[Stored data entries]
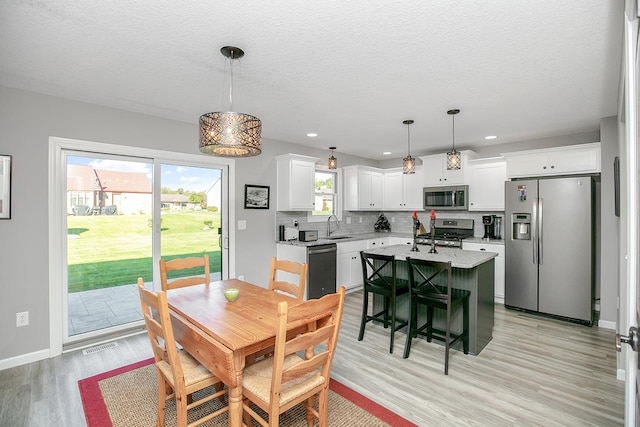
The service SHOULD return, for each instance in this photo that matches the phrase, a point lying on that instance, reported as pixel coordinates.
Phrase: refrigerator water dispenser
(521, 226)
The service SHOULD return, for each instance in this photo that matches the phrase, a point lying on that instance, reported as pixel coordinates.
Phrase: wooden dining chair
(431, 286)
(283, 269)
(285, 380)
(380, 278)
(179, 374)
(202, 264)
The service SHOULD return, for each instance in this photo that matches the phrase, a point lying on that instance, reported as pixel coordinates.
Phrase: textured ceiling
(350, 71)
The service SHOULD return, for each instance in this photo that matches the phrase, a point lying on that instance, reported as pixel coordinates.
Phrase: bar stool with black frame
(427, 288)
(380, 278)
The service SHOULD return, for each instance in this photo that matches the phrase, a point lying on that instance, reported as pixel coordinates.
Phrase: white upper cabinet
(296, 182)
(403, 191)
(486, 179)
(436, 173)
(363, 188)
(569, 160)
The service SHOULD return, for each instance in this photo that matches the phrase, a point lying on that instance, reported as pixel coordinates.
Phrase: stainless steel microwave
(452, 198)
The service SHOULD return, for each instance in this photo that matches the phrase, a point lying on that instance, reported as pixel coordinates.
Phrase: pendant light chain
(231, 82)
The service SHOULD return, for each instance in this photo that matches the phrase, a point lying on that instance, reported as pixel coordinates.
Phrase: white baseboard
(607, 324)
(23, 359)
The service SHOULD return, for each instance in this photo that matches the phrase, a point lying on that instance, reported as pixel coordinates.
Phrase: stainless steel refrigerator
(549, 252)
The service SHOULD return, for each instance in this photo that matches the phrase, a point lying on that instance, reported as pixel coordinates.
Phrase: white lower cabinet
(349, 266)
(499, 265)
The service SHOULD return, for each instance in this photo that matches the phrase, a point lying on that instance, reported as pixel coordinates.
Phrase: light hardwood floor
(535, 372)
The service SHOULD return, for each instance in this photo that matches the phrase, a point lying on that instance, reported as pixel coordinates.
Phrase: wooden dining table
(220, 333)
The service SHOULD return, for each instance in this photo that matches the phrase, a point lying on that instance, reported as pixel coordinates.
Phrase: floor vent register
(100, 347)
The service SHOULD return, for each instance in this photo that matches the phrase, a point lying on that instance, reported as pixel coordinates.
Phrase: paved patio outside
(104, 308)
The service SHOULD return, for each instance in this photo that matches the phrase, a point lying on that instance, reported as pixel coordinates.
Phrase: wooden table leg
(235, 393)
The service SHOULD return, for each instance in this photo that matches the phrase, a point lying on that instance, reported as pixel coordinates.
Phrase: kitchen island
(472, 270)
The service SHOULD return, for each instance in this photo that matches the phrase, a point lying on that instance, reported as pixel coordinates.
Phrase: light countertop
(459, 258)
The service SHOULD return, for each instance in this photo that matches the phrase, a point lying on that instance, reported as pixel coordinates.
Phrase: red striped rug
(97, 413)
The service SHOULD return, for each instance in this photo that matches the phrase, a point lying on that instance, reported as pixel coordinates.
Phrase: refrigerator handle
(540, 243)
(534, 230)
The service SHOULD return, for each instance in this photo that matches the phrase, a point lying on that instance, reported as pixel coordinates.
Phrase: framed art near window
(5, 187)
(256, 196)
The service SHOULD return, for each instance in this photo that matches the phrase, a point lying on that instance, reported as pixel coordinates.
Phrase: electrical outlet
(22, 318)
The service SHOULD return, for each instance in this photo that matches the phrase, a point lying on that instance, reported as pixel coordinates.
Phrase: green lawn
(105, 251)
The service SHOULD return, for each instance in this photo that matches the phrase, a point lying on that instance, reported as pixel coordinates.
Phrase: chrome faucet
(329, 224)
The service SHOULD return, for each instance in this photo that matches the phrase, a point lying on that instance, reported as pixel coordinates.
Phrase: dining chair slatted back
(380, 278)
(431, 286)
(179, 374)
(200, 263)
(299, 371)
(290, 269)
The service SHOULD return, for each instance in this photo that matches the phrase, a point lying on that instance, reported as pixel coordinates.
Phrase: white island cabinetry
(296, 182)
(349, 266)
(403, 191)
(363, 188)
(568, 160)
(486, 179)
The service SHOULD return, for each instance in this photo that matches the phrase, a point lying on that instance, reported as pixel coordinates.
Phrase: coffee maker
(487, 221)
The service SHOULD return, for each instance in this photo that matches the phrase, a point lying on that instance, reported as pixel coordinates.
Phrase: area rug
(127, 397)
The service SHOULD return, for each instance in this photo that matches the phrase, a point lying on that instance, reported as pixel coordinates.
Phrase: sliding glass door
(191, 215)
(122, 213)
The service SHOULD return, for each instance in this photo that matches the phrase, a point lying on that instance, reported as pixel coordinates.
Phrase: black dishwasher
(322, 270)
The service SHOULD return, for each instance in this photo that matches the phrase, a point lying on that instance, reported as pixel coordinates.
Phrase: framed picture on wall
(256, 196)
(5, 187)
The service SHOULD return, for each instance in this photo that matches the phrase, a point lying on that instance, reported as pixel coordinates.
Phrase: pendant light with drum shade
(333, 162)
(453, 156)
(409, 163)
(230, 134)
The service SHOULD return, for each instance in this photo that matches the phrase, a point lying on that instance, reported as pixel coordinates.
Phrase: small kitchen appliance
(308, 235)
(487, 221)
(497, 227)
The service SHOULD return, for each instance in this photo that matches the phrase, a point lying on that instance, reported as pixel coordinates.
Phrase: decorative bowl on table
(231, 294)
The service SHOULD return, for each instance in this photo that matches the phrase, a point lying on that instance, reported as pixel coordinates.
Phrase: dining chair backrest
(301, 365)
(283, 269)
(155, 312)
(199, 263)
(179, 373)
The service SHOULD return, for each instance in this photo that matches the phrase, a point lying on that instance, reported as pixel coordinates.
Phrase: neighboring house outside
(105, 192)
(176, 202)
(214, 194)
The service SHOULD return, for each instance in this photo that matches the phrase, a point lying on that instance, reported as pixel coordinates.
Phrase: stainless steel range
(448, 232)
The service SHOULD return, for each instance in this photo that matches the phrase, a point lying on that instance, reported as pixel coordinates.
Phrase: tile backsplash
(358, 222)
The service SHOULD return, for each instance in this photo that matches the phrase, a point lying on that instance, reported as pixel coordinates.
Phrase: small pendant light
(333, 162)
(453, 156)
(409, 163)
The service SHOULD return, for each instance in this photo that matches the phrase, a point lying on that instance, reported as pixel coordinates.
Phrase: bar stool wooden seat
(380, 278)
(430, 285)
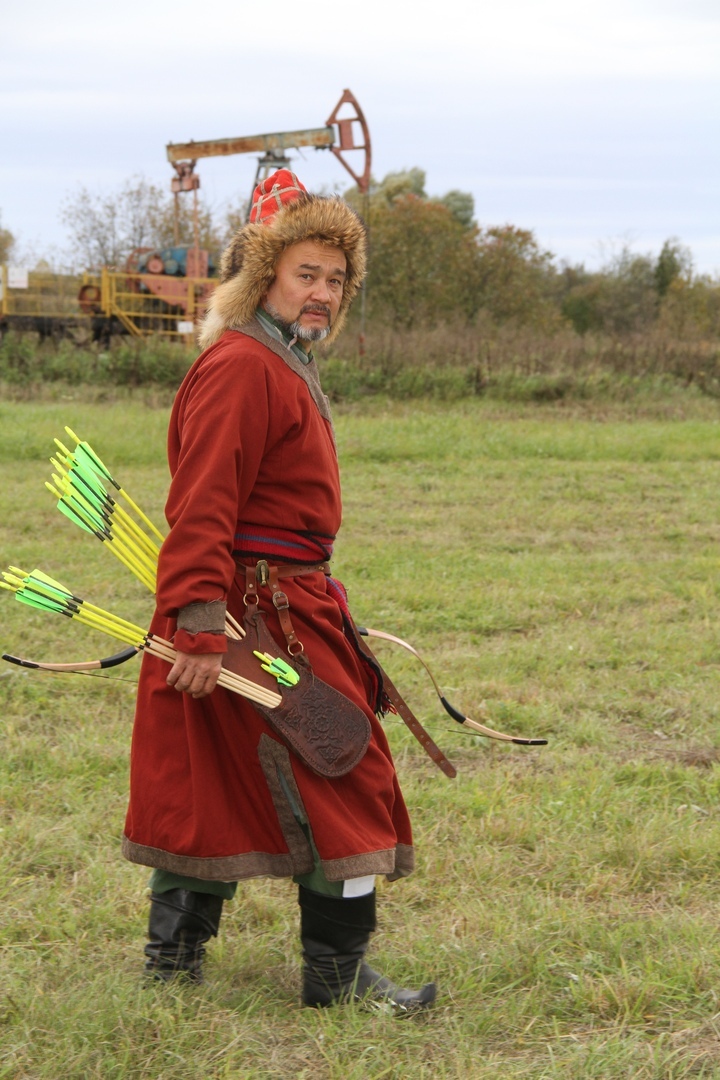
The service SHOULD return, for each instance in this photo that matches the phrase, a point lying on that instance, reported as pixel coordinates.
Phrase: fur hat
(283, 214)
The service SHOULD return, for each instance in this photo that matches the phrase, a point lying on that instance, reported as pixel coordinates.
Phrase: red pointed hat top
(272, 193)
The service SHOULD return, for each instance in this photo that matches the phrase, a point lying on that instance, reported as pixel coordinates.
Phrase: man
(216, 795)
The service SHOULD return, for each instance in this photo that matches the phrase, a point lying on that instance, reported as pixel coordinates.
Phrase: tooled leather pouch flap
(324, 728)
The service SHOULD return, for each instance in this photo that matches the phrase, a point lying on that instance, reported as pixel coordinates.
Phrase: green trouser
(163, 880)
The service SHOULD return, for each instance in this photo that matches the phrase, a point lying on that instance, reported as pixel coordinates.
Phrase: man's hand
(195, 675)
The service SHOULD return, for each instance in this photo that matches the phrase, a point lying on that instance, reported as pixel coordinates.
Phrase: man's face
(307, 292)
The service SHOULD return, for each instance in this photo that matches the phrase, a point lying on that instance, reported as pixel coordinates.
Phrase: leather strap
(266, 575)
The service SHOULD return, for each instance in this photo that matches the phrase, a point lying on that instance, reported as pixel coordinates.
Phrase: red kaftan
(209, 780)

[Required action] Could you copy every record exactly, without the pictures?

[Written solution]
The service SHOULD return, for each instance in this photo that matches the phrase, a point lying on that instance, reported as pixel coordinates.
Phrase: refrigerator water dispenser
(521, 226)
The service SHOULD return, for each instance in this photo that matches the phrase, a point lying on that instance, reported as pixel coordinates.
Phrase: wooden dining chair
(431, 286)
(283, 269)
(285, 380)
(380, 278)
(179, 374)
(202, 264)
The service SHOULD return, for each instance in this photo that matches the phrase, a point lying on that instance, reported as pixel coordinates.
Phrase: textured ceiling
(350, 71)
The service SHOULD return, for each instance in this photo that matches the phrase, a point lying on that instance, reported as pixel coordinates.
Phrase: bar stool with black frame
(427, 288)
(380, 278)
The service SHOULD return, for each instance in this photo that matches the phrase, a point lying on that instance, reported as pixel coordinates.
Phrase: white upper cabinet
(296, 182)
(403, 191)
(486, 179)
(436, 173)
(363, 188)
(569, 160)
The service SHOULD return, for each instance in this photo that matches the phrase, a point lying on that instance, reported as pixel coordinates.
Phrase: stainless steel microwave
(452, 198)
The service SHOULD return, for each instance in this photo that matches the phrase, a point lying on that instance, reported as pixel coordinates.
Phrase: pendant light chain
(231, 82)
The service SHOULD return, for each instance in this photo that matches the phrase, a point lying on that instance, reported as pixel coordinates.
Phrase: white baseboard
(607, 324)
(23, 359)
The service SHOULD return, for each instance in this photo that matches the phrase, a point lying on that instance, reported as pixel coordinates.
Phrase: stainless steel refrigerator
(549, 252)
The service SHOULD return, for each instance in this photo that matches the phrase, a point lying on that instance, reported as pixel coordinates.
Phrase: white lower cabinet
(349, 266)
(499, 265)
The service SHOULD return, for each instance in this photo that matches the phrase, a point lying on that instance, reported as pixel coordinates.
Phrase: light hardwood floor
(535, 372)
The service SHOULD return, for each instance in this photo that matches the phrase, a point lying on that instance, reported as pixel coordinates.
Phrase: wooden dining table
(220, 333)
The service SHOULD return, for each instance in this photo that matches the phrase, a point lying on that instance, reported as pixel coordinates.
Phrase: floor vent register
(100, 347)
The service SHOULD return, for each instance in this photo that matches the phrase, a point lying on that instance, reported as pixel coordinates.
Phrase: paved patio outside
(104, 308)
The service SHOULD return, for each instance in this photo that matches the phrase, a point lying on that instance, reported as pixel coordinates.
Phrase: wooden table leg
(235, 393)
The service SHOULD return, for each instance in this photo that matches the phrase, a point lying on that instance, reported as pixel coordinates.
Phrase: kitchen island
(472, 270)
The service SHOULD return, for each instance in this photo that matches the phrase, a point lying on that instance, reported as pixel coordinates.
Phrase: light countertop
(459, 258)
The service SHOULD return, for each instance in this photo that matches the phrase, a point lying on that instance, reported as pixel coordinates.
Phrase: red striped rug
(97, 413)
The service SHOULD return, for each instance in this photo that matches the phrase, a point lying on that instance, reported as pixel coordinates.
Phrase: refrigerator handle
(540, 243)
(534, 230)
The service SHOULD return, for each instance in this photo that matches the phrase, a point lying on that instance, reported as pixel coordinates.
Phrase: framed art near window
(5, 187)
(256, 196)
The service SHOULD return, for each instance in this photo that matches the phrase, a point lying on that instance, reported as pixel coordinates.
Phrase: electrical outlet
(22, 318)
The service SHOULD return, for each instance in this photo that matches the phrase, a point lying on that instance, reported as pixel coordinates.
Phrase: green lawn
(105, 251)
The service SHOULD return, for each instance in this photo that matches the phrase, a point lying on that instance, reported as pixel coordinates.
Phrase: chrome faucet
(329, 224)
The service SHOULD return, for each instance in this photo that matches the phrase, a point lying on that instance, reported as pixel coordinates.
Phrase: dining chair slatted back
(380, 278)
(431, 286)
(179, 374)
(200, 263)
(299, 371)
(290, 269)
The service SHOULD return, for each instance in this photo that matches the phrase, a point lying on that instance, reported as pixel coordinates.
Phrase: white island cabinetry
(296, 182)
(349, 266)
(403, 191)
(363, 188)
(568, 160)
(486, 179)
The service SHOULD return, for each instance in this photo that matches the phrase, a point lying on that instance, reported as pixel coordinates.
Phrase: coffee maker
(487, 221)
The service SHOULD return, for each instance in this photo that matches the phrase, a point lying on that instance, reported as pixel coordinates.
Phrase: area rug
(127, 397)
The service SHOULD return, for each instance in this photo that matches the phrase, a point lying on that instance, reported as pixel coordinates.
Phrase: sliding glass door
(191, 215)
(122, 213)
The service SHOULD return, for each instance in this photo that matches the phrase, a point lying on that instance, reported as pixel coordinates.
Phrase: black dishwasher
(322, 270)
The service SHOULD return, for each instance in this photo that matches the phrase, a point lying on that instance, reported as pixel coordinates.
Phrase: framed picture on wall
(256, 196)
(5, 187)
The service SHOULD return, for each instance in this photo that matches the phrase, a point lying on that instance, reported as pixel coordinates.
Phrase: pendant light with drum shade
(333, 162)
(453, 156)
(409, 163)
(230, 134)
The service SHOULD return, for each instance in this photo that matches the phrase, a point lying on that instance, reported as pixel coordinates.
Phrase: small kitchen appliance
(308, 235)
(487, 221)
(497, 227)
The service SHOULD return, for each instance in this photo that matches the phrase, a point lying on that instance, reported as pixel coordinates.
Phrase: decorative bowl on table
(231, 294)
The service SHOULD return, for each instance in this photo that matches the phrase, a point lying on that instance, reported as pixel coordinates.
Phrase: dining chair backrest
(301, 365)
(283, 269)
(155, 312)
(199, 263)
(179, 373)
The service SHOULD return, for each instance in this photo that matches the phrase, a point lying on that instance, reported as pixel coordinates.
Phrase: neighboring house outside
(105, 192)
(176, 202)
(214, 194)
The service SHOULD return, for each instance in this photo that matches the phrase, a point lying on that instance, reported as pixel coordinates.
Phrase: stainless steel range
(448, 232)
The service SHOULD return, for each instance in this photo that matches the phrase, a point lying on that instance, reported as pixel coordinates.
Phrase: tile backsplash
(358, 222)
The service SHOULD return, for each instance in this photo that matches the phrase, a point lying on that instance, reported as pixel coordinates.
Phrase: small pendant light
(333, 162)
(453, 156)
(409, 163)
The service SHOULD return, for each instance in this photo that matches the phrase, a point lying on that instance, reported as pixel coordinates.
Phrase: bar stool wooden seat
(380, 278)
(430, 285)
The service SHOULD return, for each instance in this photo that matches the phrase, a point lying on that instance, reported as pixel coordinates.
Phrase: fur hat
(283, 214)
The service SHOULD return, for each instance in this photo that matches the phrase, a point lying on that instance, reported as pixel coordinates.
Phrase: red pointed hat top
(272, 193)
The service SHOULD return, for each instance in this photo that matches the phrase, a point lying on that instance, reported as pixel coordinates.
Phrase: man
(216, 795)
The service SHOULD return, for each instance in this photo that matches the phrase, a point lying on that instance, reported as pixel coordinates.
Phrase: tooled leather pouch flap
(324, 728)
The service SHOULD return, for each instance in this photo that matches the phrase, a point lying on that instance, reported as pixel coordinates.
Phrase: green trouser
(163, 880)
The service SHOULD return, for each instance in this photo that matches the phrase, a point lying on that instance, reported as pixel coordinates.
Phrase: man's hand
(195, 675)
The service SHOULD return, for each instance in this photo that matches the phrase, a point lying on that instance, reported as pixel coordinates.
Phrase: man's face
(307, 292)
The service SHOULD return, for each instance in this photo that matches the phrase, a point lying on that instance, reported as pixel coordinates.
Phrase: leather strap
(266, 575)
The service SHOULD return, for each instance in this photo that matches the phrase, a point lying on that instance, reported as pixel coordinates.
Phrase: red kaftan
(209, 780)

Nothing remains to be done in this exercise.